▸ **Aim of the exercise**
Count how many of the lines below contain the string "negative". Reply with the number only.
+--
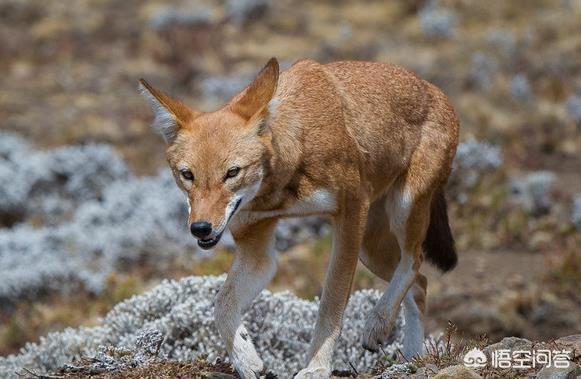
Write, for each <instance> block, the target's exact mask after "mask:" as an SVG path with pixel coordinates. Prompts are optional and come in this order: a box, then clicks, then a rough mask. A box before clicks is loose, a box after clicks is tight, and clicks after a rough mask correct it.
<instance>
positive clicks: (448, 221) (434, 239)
mask: <svg viewBox="0 0 581 379" xmlns="http://www.w3.org/2000/svg"><path fill="white" fill-rule="evenodd" d="M423 248H424V252H425V255H426V260H427V261H428V262H430V263H432V264H433V265H434V266H436V267H437V268H438V269H440V270H441V271H442V272H448V271H451V270H452V269H453V268H454V267H456V264H457V263H458V255H457V254H456V247H455V243H454V236H452V230H451V229H450V223H449V221H448V207H447V204H446V197H445V196H444V192H443V191H440V192H439V193H438V194H437V195H436V197H435V198H434V200H433V202H432V212H431V216H430V225H429V227H428V232H427V233H426V239H425V240H424V243H423Z"/></svg>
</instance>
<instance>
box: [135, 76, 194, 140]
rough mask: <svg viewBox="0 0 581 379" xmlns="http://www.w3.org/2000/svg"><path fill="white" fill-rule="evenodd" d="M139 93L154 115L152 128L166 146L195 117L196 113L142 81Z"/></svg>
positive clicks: (180, 101)
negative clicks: (140, 92) (160, 137)
mask: <svg viewBox="0 0 581 379" xmlns="http://www.w3.org/2000/svg"><path fill="white" fill-rule="evenodd" d="M139 91H140V92H141V94H142V95H143V96H144V97H145V98H146V99H147V101H148V103H149V105H150V106H151V110H152V111H153V113H154V114H155V119H154V120H153V124H152V127H153V128H154V129H156V130H158V131H159V132H160V133H161V135H162V136H163V138H164V139H165V142H167V143H168V144H169V143H172V142H173V140H174V139H175V137H176V135H177V132H178V130H179V129H180V128H181V127H183V126H184V125H185V124H186V123H187V122H188V121H190V120H191V119H193V118H195V117H196V115H197V112H196V111H194V110H193V109H191V108H190V107H188V106H187V105H185V104H184V103H182V102H181V101H179V100H176V99H173V98H171V97H170V96H168V95H166V94H165V93H163V92H162V91H160V90H158V89H157V88H155V87H153V86H152V85H151V84H149V83H147V82H146V81H145V80H143V79H140V80H139Z"/></svg>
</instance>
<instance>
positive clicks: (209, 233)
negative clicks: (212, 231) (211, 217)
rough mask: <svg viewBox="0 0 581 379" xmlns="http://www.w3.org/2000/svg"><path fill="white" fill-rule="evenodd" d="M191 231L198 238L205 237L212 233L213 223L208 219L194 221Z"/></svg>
mask: <svg viewBox="0 0 581 379" xmlns="http://www.w3.org/2000/svg"><path fill="white" fill-rule="evenodd" d="M190 231H191V232H192V234H193V235H194V236H196V237H198V238H205V237H208V236H209V235H210V233H212V224H210V223H209V222H206V221H196V222H192V225H190Z"/></svg>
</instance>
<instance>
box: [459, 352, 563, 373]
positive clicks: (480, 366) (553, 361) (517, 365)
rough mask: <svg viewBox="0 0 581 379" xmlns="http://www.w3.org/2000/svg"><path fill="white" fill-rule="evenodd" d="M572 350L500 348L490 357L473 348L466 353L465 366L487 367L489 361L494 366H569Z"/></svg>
mask: <svg viewBox="0 0 581 379" xmlns="http://www.w3.org/2000/svg"><path fill="white" fill-rule="evenodd" d="M570 356H571V351H570V350H549V349H539V350H508V349H498V350H494V351H492V353H491V354H490V362H489V360H488V357H487V356H486V354H484V352H483V351H482V350H480V349H477V348H473V349H472V350H470V351H469V352H467V353H466V355H464V366H466V367H471V368H482V367H486V366H487V365H488V364H489V363H490V365H491V366H492V367H494V368H517V369H529V368H537V367H555V368H568V367H569V366H570V365H571V360H570Z"/></svg>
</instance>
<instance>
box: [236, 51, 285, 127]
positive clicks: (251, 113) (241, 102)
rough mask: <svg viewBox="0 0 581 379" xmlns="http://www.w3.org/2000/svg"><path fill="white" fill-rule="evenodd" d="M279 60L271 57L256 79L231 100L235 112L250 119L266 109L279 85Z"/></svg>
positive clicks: (260, 71) (248, 118) (239, 114)
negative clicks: (278, 72) (269, 102)
mask: <svg viewBox="0 0 581 379" xmlns="http://www.w3.org/2000/svg"><path fill="white" fill-rule="evenodd" d="M278 72H279V67H278V61H277V60H276V58H270V60H269V61H268V63H267V64H266V66H264V68H263V69H262V70H261V71H260V73H259V74H258V76H257V77H256V79H254V81H253V82H252V83H251V84H250V85H249V86H248V87H246V89H245V90H244V91H242V92H241V93H240V94H239V95H238V96H236V97H235V98H234V99H232V101H231V102H230V107H231V109H232V111H233V112H235V113H237V114H239V115H240V116H242V117H243V118H244V119H246V120H250V119H251V118H252V117H253V116H255V115H256V114H257V113H258V112H261V111H263V110H264V109H266V106H267V105H268V102H269V101H270V100H271V99H272V97H273V96H274V93H275V92H276V87H277V85H278Z"/></svg>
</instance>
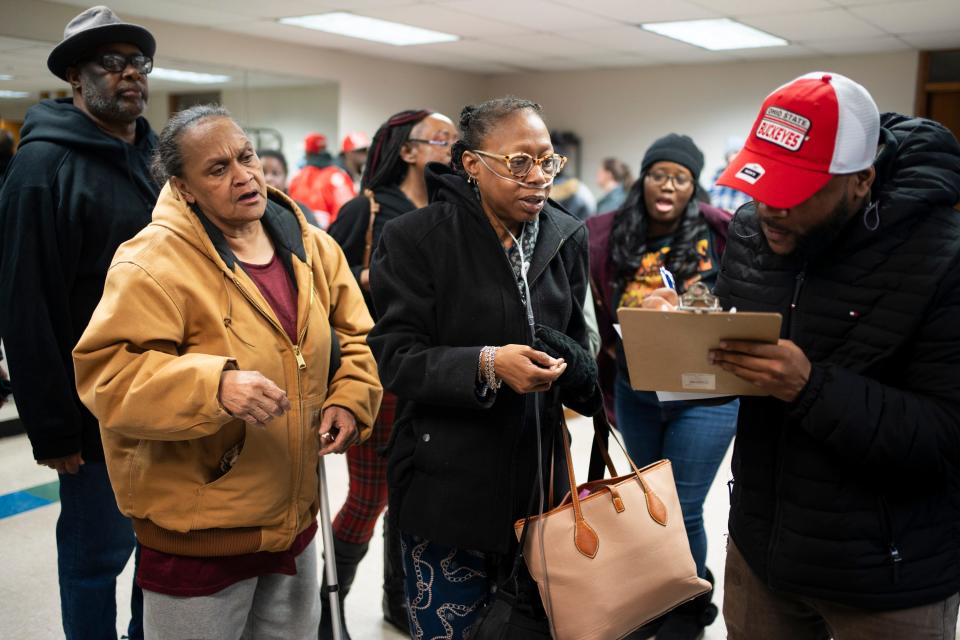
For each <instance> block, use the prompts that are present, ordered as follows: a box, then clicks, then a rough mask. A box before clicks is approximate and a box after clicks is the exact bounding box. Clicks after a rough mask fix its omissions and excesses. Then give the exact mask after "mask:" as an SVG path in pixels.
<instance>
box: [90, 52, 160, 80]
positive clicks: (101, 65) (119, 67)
mask: <svg viewBox="0 0 960 640" xmlns="http://www.w3.org/2000/svg"><path fill="white" fill-rule="evenodd" d="M92 60H93V61H94V62H96V63H97V64H99V65H100V66H101V67H103V68H104V69H105V70H106V71H109V72H111V73H123V70H124V69H126V68H127V67H128V66H130V67H133V68H134V69H136V70H137V72H138V73H142V74H143V75H147V74H148V73H150V72H151V71H153V58H151V57H150V56H145V55H143V54H142V53H134V54H132V55H129V56H125V55H123V54H120V53H104V54H102V55H99V56H97V57H96V58H92Z"/></svg>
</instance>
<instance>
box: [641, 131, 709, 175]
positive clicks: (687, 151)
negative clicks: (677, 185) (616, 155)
mask: <svg viewBox="0 0 960 640" xmlns="http://www.w3.org/2000/svg"><path fill="white" fill-rule="evenodd" d="M664 160H665V161H667V162H676V163H677V164H679V165H683V166H684V167H686V168H687V169H689V170H690V173H692V174H693V180H694V182H698V181H699V180H700V172H701V171H702V170H703V152H702V151H700V149H699V148H698V147H697V145H695V144H694V143H693V140H691V139H690V136H682V135H679V134H676V133H670V134H667V135H665V136H663V137H662V138H660V139H659V140H656V141H654V143H653V144H652V145H650V148H648V149H647V152H646V153H645V154H643V162H642V163H640V173H641V174H643V173H646V172H647V169H649V168H650V165H652V164H654V163H656V162H661V161H664Z"/></svg>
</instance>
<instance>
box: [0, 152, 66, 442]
mask: <svg viewBox="0 0 960 640" xmlns="http://www.w3.org/2000/svg"><path fill="white" fill-rule="evenodd" d="M24 160H26V157H24V158H23V159H21V161H24ZM17 164H19V163H17V162H16V160H15V161H14V165H13V166H12V167H11V172H12V173H11V174H10V175H8V179H7V180H6V181H5V183H4V188H3V190H2V191H0V335H2V336H3V339H4V346H5V348H6V351H7V359H8V361H9V368H10V380H11V383H12V385H13V393H14V397H15V398H16V402H17V411H18V413H19V414H20V417H21V418H22V420H23V424H24V427H25V428H26V430H27V435H28V436H29V438H30V442H31V444H32V445H33V454H34V457H35V458H36V459H37V460H45V459H49V458H59V457H63V456H67V455H70V454H74V453H78V452H79V451H80V450H81V441H82V431H83V424H82V417H81V412H80V407H79V402H78V400H77V398H76V392H75V384H74V379H73V368H72V363H71V361H70V359H69V354H70V350H71V349H72V348H73V344H72V342H73V339H72V337H71V335H70V329H69V328H70V326H71V324H72V319H71V317H70V309H71V304H70V292H71V283H72V278H73V277H74V275H75V274H76V264H70V263H68V262H69V261H70V260H71V258H70V256H76V255H78V254H79V250H78V247H79V245H80V243H81V240H82V238H81V232H80V230H79V229H76V228H75V225H74V224H73V223H72V222H71V221H70V220H69V219H68V218H69V216H68V214H67V212H66V211H64V210H62V209H61V207H60V206H58V202H57V200H56V197H55V194H54V193H53V190H52V189H51V188H50V187H49V186H47V185H36V184H34V185H30V184H27V185H22V183H21V182H20V180H19V178H18V174H16V173H13V172H14V171H15V170H16V167H17ZM25 168H27V169H29V170H30V171H33V170H35V169H36V167H32V166H30V167H25Z"/></svg>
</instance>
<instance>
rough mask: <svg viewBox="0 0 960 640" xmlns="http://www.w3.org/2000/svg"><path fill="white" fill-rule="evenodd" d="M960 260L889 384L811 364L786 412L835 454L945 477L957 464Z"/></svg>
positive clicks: (959, 320)
mask: <svg viewBox="0 0 960 640" xmlns="http://www.w3.org/2000/svg"><path fill="white" fill-rule="evenodd" d="M958 270H960V265H957V264H956V263H955V264H954V265H953V266H952V267H951V269H950V271H949V272H948V275H947V276H946V277H945V278H944V281H943V282H941V285H940V287H939V290H938V294H937V296H936V297H935V299H934V301H933V303H932V304H931V305H930V307H928V309H927V310H926V311H925V312H924V313H925V320H924V322H923V324H922V325H921V327H920V329H919V332H918V334H917V336H916V338H915V339H914V340H913V341H911V343H909V344H908V346H907V347H906V350H907V351H906V357H905V360H906V364H905V367H904V369H903V371H902V374H901V375H900V376H899V379H900V380H901V381H902V384H899V385H898V386H893V385H891V384H884V383H882V382H879V381H878V380H875V379H872V378H869V377H866V376H863V375H859V374H857V373H854V372H852V371H850V370H848V369H844V368H840V367H837V366H831V365H816V364H815V365H814V366H813V369H812V371H811V377H810V380H809V382H808V384H807V386H806V387H805V388H804V390H803V392H802V393H801V395H800V397H799V398H798V399H797V400H796V402H795V403H794V407H793V412H792V415H793V416H794V417H795V418H797V419H798V420H799V422H800V425H801V426H802V428H803V429H805V430H806V431H807V433H809V434H810V435H812V436H813V437H815V438H817V439H818V440H820V441H822V442H823V443H824V444H826V445H827V446H828V447H830V448H831V449H832V450H833V451H834V452H835V453H836V454H838V455H839V456H842V457H844V458H847V459H849V460H851V461H852V462H853V463H857V464H864V465H866V466H868V467H871V468H879V469H880V470H882V471H883V472H884V473H900V472H904V471H908V472H912V473H915V474H918V475H921V476H926V477H928V478H930V477H932V478H943V477H945V476H948V475H949V474H950V473H953V472H954V470H955V469H956V468H957V465H958V463H960V271H958Z"/></svg>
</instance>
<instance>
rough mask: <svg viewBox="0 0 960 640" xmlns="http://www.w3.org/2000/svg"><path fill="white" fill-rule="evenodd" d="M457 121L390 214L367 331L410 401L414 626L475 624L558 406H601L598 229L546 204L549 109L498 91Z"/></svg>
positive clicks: (382, 380)
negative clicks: (593, 332)
mask: <svg viewBox="0 0 960 640" xmlns="http://www.w3.org/2000/svg"><path fill="white" fill-rule="evenodd" d="M460 128H461V136H462V137H461V141H460V142H459V143H457V145H456V147H455V149H454V152H453V159H454V166H455V169H454V170H450V169H446V168H445V167H442V166H440V165H429V166H428V168H427V185H428V189H429V192H430V202H431V204H430V205H429V206H427V207H425V208H423V209H420V210H418V211H415V212H413V213H410V214H407V215H405V216H403V217H401V218H399V219H397V220H394V221H392V222H390V223H389V224H388V225H386V227H385V229H384V232H383V236H382V239H381V242H380V244H379V247H378V248H377V251H376V254H375V256H374V260H373V263H372V266H371V272H370V284H371V291H372V293H373V299H374V304H375V306H376V309H377V312H378V314H379V316H380V320H379V322H378V323H377V326H376V328H375V329H374V331H373V332H372V333H371V334H370V337H369V343H370V346H371V348H372V349H373V351H374V354H375V356H376V358H377V362H378V365H379V369H380V376H381V379H382V381H383V383H384V386H385V387H386V388H388V389H389V390H390V391H392V392H393V393H395V394H396V395H397V396H398V397H399V399H400V402H401V405H402V409H401V411H400V415H399V417H398V419H397V422H396V424H395V427H394V442H393V444H392V447H391V450H390V463H389V471H388V481H389V484H390V492H391V495H390V502H391V504H390V513H391V514H393V517H394V518H396V521H397V523H398V526H399V529H400V531H401V532H402V540H403V563H404V568H405V573H406V595H407V604H408V607H409V612H410V624H411V632H412V635H413V636H414V637H454V636H455V637H463V633H464V631H465V630H467V629H469V628H470V626H471V625H473V624H474V623H475V622H476V619H477V616H478V614H479V611H480V609H481V608H482V606H483V605H484V604H485V603H486V601H487V599H488V597H489V593H490V589H491V587H492V586H493V585H494V584H496V583H498V581H499V580H502V579H503V578H504V577H505V574H506V573H508V571H509V565H510V564H511V560H512V558H513V551H514V550H515V549H516V538H515V536H514V533H513V523H514V521H515V520H516V519H517V518H521V517H524V516H526V515H529V514H530V513H531V512H533V511H536V510H537V509H536V508H534V507H533V506H532V505H533V504H534V501H532V500H531V498H535V497H536V495H535V493H534V491H535V489H537V488H538V487H539V486H540V483H539V482H538V481H537V470H538V469H541V470H542V473H543V474H544V475H547V474H549V463H550V456H551V455H554V454H555V453H556V447H555V446H554V445H555V444H556V440H555V438H554V436H555V434H557V433H558V429H559V419H560V415H561V411H562V407H561V403H563V404H566V405H567V406H571V407H574V408H576V409H578V410H580V411H581V412H584V413H592V412H594V411H595V410H597V409H599V406H600V396H599V392H598V390H597V387H596V382H595V378H596V371H595V368H591V366H590V364H592V359H591V358H590V356H589V355H588V354H587V353H586V349H585V347H586V344H587V337H586V327H585V324H584V318H583V307H582V301H583V300H584V296H585V293H586V287H587V234H586V229H585V228H584V226H583V224H582V223H581V222H579V221H578V220H576V219H575V218H573V217H572V216H570V215H569V214H568V213H566V212H565V211H563V210H562V209H559V208H558V207H556V206H555V205H554V204H553V203H551V202H549V201H548V200H547V197H548V195H549V191H550V186H551V184H552V183H553V177H554V176H555V175H556V174H557V172H558V171H559V170H560V168H562V166H563V163H564V159H563V158H562V157H561V156H558V155H556V154H555V153H554V151H553V147H552V146H551V144H550V135H549V132H548V130H547V127H546V125H545V124H544V122H543V120H542V118H541V117H540V107H539V105H537V104H535V103H532V102H529V101H526V100H520V99H517V98H501V99H497V100H491V101H488V102H485V103H483V104H481V105H478V106H476V107H467V108H465V109H464V110H463V113H462V114H461V120H460ZM528 299H529V305H528V304H527V300H528ZM528 312H532V316H533V317H532V322H533V323H535V325H536V336H534V335H532V334H533V330H532V326H531V319H530V317H529V315H530V313H528ZM531 345H533V346H531ZM535 347H536V348H535ZM538 450H539V451H540V452H541V459H539V460H538ZM556 462H558V463H559V464H561V465H562V464H563V461H562V459H559V458H558V459H557V460H556ZM560 468H562V466H561V467H560ZM555 475H556V476H558V477H559V476H560V475H561V474H555ZM561 495H562V493H560V494H558V496H557V497H558V498H559V497H560V496H561ZM549 506H551V505H549V504H548V505H545V507H546V508H549ZM527 580H529V578H527ZM527 586H529V584H527ZM521 590H522V591H523V592H524V593H526V597H527V600H528V602H529V604H530V605H531V606H532V607H535V608H540V604H539V598H538V597H537V596H536V595H531V593H532V594H536V589H535V588H533V589H530V590H528V589H521ZM521 599H522V600H523V599H524V594H521ZM540 610H541V612H542V608H540Z"/></svg>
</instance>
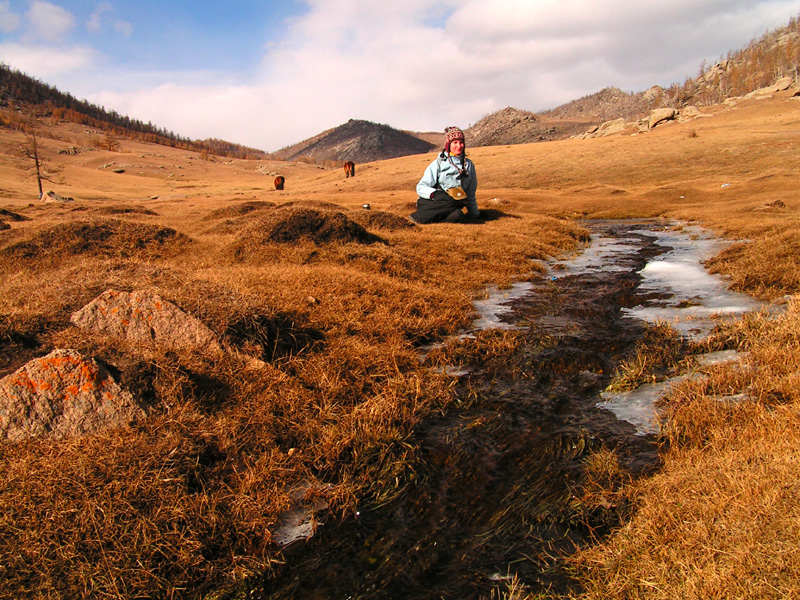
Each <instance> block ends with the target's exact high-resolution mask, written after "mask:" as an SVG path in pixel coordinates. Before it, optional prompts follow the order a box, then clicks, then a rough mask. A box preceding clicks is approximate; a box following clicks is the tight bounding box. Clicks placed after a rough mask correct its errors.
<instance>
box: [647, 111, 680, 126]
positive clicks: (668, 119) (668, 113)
mask: <svg viewBox="0 0 800 600" xmlns="http://www.w3.org/2000/svg"><path fill="white" fill-rule="evenodd" d="M676 115H677V111H676V110H675V109H674V108H657V109H655V110H651V111H650V121H649V125H650V129H652V128H653V127H655V126H656V125H659V124H660V123H664V122H665V121H671V120H672V119H674V118H675V116H676Z"/></svg>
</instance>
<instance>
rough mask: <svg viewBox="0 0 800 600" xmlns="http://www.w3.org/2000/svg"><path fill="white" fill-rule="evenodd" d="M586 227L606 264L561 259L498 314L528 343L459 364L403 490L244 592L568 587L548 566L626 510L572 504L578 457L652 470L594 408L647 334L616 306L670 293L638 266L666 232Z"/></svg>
mask: <svg viewBox="0 0 800 600" xmlns="http://www.w3.org/2000/svg"><path fill="white" fill-rule="evenodd" d="M590 226H591V228H592V229H593V230H594V232H595V235H596V236H599V237H601V238H602V240H603V242H604V243H606V244H608V245H609V246H613V252H611V254H610V255H609V256H608V257H602V256H601V257H600V263H603V262H605V264H600V265H599V267H598V268H576V266H575V265H576V263H574V262H573V263H569V264H565V265H562V266H561V268H560V269H558V268H556V269H555V270H554V271H553V272H552V273H551V274H550V275H548V276H546V277H542V278H540V279H539V280H537V281H534V282H531V283H529V284H526V286H527V287H528V288H529V289H526V290H525V292H526V293H524V294H520V295H519V297H517V298H516V299H514V300H513V301H511V302H510V303H509V306H510V308H511V310H510V311H509V312H507V313H505V314H502V315H496V316H495V317H494V319H495V321H497V322H496V323H495V325H499V326H501V327H502V326H508V327H515V328H518V332H519V333H520V335H522V336H523V337H524V339H525V343H524V344H522V346H521V347H520V349H519V350H518V351H516V352H514V353H513V354H511V355H509V356H508V357H507V360H504V361H503V364H501V365H497V364H493V365H491V368H489V366H488V365H481V364H474V365H468V367H469V369H468V370H469V371H470V372H469V374H467V375H464V376H462V377H461V378H460V379H459V383H458V390H459V394H460V395H461V397H462V399H463V401H464V408H461V409H458V410H454V411H451V413H450V414H448V415H446V416H445V417H443V418H439V419H436V420H432V421H430V422H428V423H426V424H425V425H424V426H423V427H421V428H420V429H419V430H418V431H417V433H416V435H415V437H414V438H413V439H411V440H409V443H410V444H411V445H412V446H413V447H414V448H415V452H416V456H417V457H418V460H417V461H416V462H415V463H414V464H413V465H411V466H410V469H409V474H408V478H407V481H405V482H398V487H399V488H401V489H402V493H400V494H399V495H398V496H397V497H396V498H395V499H394V500H393V501H392V502H390V503H387V504H384V505H382V506H374V507H364V508H363V509H362V510H361V511H360V513H359V514H358V515H357V516H353V517H350V518H348V519H346V520H345V521H344V522H341V523H334V522H331V521H329V522H328V523H326V524H325V525H324V526H322V527H320V528H319V530H318V533H317V535H316V536H315V537H314V538H312V539H311V540H309V541H308V542H298V543H295V544H293V545H292V546H290V547H288V548H286V550H285V552H284V558H285V564H284V566H283V567H281V568H278V569H277V570H276V571H275V572H274V573H271V574H269V575H268V576H267V577H265V578H264V579H263V580H261V581H260V582H258V583H257V584H256V585H255V586H254V587H255V589H253V590H252V594H251V597H254V598H255V597H260V598H416V599H420V598H422V599H426V598H430V599H431V600H433V599H441V598H444V599H466V598H489V597H490V596H491V594H492V590H493V589H496V588H499V589H501V590H502V589H505V585H504V581H506V580H508V579H509V578H511V577H514V576H516V577H518V580H519V581H520V582H521V583H523V584H524V585H525V586H526V587H527V588H528V590H529V591H532V592H535V591H537V590H548V589H549V590H550V591H553V592H561V593H564V592H567V591H569V590H574V591H577V590H578V587H577V585H578V584H577V582H575V581H574V580H573V579H572V578H571V577H570V575H569V573H568V572H567V571H566V569H565V568H564V565H563V563H562V561H561V560H560V559H559V556H561V555H563V553H569V552H571V551H572V550H573V549H574V547H575V545H579V544H584V543H589V542H591V540H592V539H593V537H594V536H598V535H603V534H604V533H605V532H607V531H608V530H609V528H610V527H611V526H613V525H615V524H617V523H618V522H619V521H620V519H621V518H624V516H625V511H626V506H625V505H624V504H621V503H620V502H619V501H615V500H614V499H612V498H610V499H607V500H603V499H600V501H594V502H584V501H583V500H582V488H583V486H584V483H585V473H586V469H585V461H586V458H587V457H588V456H589V455H590V454H591V453H592V452H593V451H595V450H598V449H601V448H611V449H615V450H617V452H618V454H619V457H620V460H621V462H622V466H623V467H624V469H625V470H627V471H628V472H629V473H631V474H633V475H634V476H636V475H640V474H642V473H646V472H648V471H649V470H651V469H654V468H657V458H658V453H657V446H656V439H655V437H654V436H653V435H642V434H641V432H640V431H638V430H637V428H636V427H635V426H634V425H632V424H631V423H629V422H626V421H623V420H619V419H618V418H617V417H616V416H615V415H614V413H612V412H610V411H608V410H604V409H603V408H600V407H598V400H599V395H600V392H601V391H602V390H603V389H604V388H605V387H606V386H607V385H608V383H609V381H610V378H611V375H612V373H613V371H614V368H615V366H616V365H617V364H618V363H619V362H620V361H621V360H622V359H623V358H624V357H625V356H626V354H628V353H629V352H630V351H631V350H632V349H633V347H634V346H635V344H636V342H637V341H638V340H639V339H640V338H641V336H642V332H643V330H644V327H645V323H644V322H643V321H642V320H641V319H638V318H633V317H631V316H630V315H628V314H626V310H627V309H631V308H633V307H636V306H641V305H643V304H648V303H652V302H653V301H658V300H660V299H662V298H663V297H664V296H667V295H668V294H665V293H664V292H663V291H658V290H653V289H640V288H641V283H642V275H641V274H640V272H641V271H642V270H643V269H644V267H645V265H646V264H648V261H650V260H651V259H653V258H654V257H656V256H658V255H660V254H663V253H665V252H667V251H668V250H669V247H668V246H666V245H664V243H663V240H662V243H659V240H658V238H657V237H656V236H655V235H653V233H652V231H651V230H652V229H653V228H659V227H663V226H658V225H655V224H650V223H642V222H635V223H634V222H624V223H621V222H602V223H592V224H590ZM595 258H597V257H595ZM253 583H254V582H253Z"/></svg>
+--
▸ **Answer box**
5